◆ Problem details:
Gather every line of the listing below that contains the word "rock".

◆ Given records:
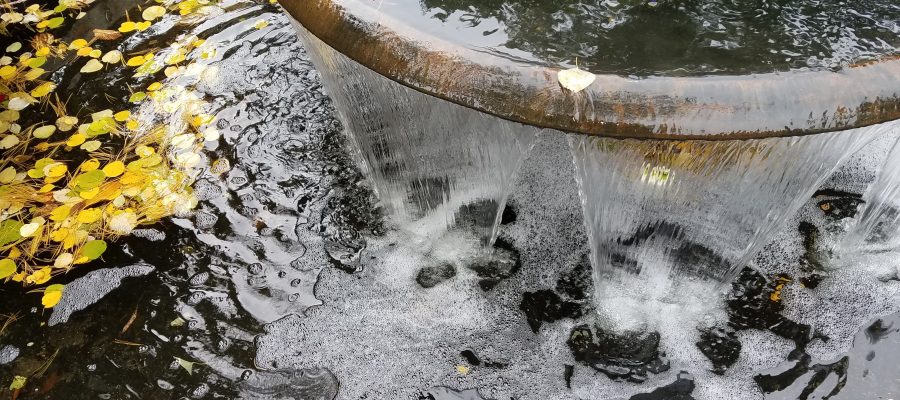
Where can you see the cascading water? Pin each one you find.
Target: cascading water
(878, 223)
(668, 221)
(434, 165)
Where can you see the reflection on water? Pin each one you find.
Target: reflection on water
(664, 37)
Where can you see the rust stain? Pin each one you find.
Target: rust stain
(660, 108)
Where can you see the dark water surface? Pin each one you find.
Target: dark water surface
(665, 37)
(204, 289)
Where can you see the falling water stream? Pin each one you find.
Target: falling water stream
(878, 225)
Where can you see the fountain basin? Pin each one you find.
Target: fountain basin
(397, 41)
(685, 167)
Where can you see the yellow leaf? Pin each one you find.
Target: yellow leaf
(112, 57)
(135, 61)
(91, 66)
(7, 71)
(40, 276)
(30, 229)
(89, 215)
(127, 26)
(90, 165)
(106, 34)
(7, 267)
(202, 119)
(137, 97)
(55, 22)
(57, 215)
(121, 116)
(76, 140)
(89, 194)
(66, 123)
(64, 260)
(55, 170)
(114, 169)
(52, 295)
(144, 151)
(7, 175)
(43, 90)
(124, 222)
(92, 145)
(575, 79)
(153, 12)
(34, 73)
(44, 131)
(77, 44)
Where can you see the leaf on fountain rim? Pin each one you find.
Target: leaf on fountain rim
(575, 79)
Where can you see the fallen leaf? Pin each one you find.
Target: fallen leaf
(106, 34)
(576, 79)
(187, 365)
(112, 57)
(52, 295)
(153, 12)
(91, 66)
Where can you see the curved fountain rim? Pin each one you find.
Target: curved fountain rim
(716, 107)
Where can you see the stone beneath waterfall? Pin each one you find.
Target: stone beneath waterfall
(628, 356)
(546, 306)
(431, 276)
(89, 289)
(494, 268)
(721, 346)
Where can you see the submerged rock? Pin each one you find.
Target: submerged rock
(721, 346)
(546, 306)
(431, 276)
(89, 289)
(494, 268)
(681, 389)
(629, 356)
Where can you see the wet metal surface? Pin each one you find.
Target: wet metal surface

* * *

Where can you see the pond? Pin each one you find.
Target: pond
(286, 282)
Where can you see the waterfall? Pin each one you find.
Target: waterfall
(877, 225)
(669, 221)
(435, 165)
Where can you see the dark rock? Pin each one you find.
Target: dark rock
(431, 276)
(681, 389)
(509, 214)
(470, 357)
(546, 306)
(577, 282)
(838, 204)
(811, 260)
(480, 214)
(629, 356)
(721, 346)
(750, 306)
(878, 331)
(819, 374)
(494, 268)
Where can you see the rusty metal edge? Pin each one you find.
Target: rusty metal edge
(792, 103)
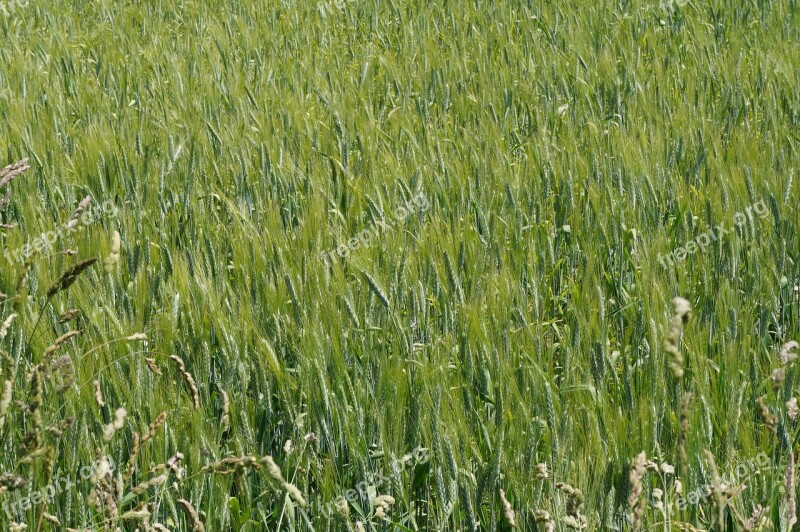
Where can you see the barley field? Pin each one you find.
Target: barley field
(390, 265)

◆ Written answer:
Where can you see the submerged rock? Pin each one you find.
Target: submerged rock
Where can you see the dark rock? Pin each one you find.
Target: dark rock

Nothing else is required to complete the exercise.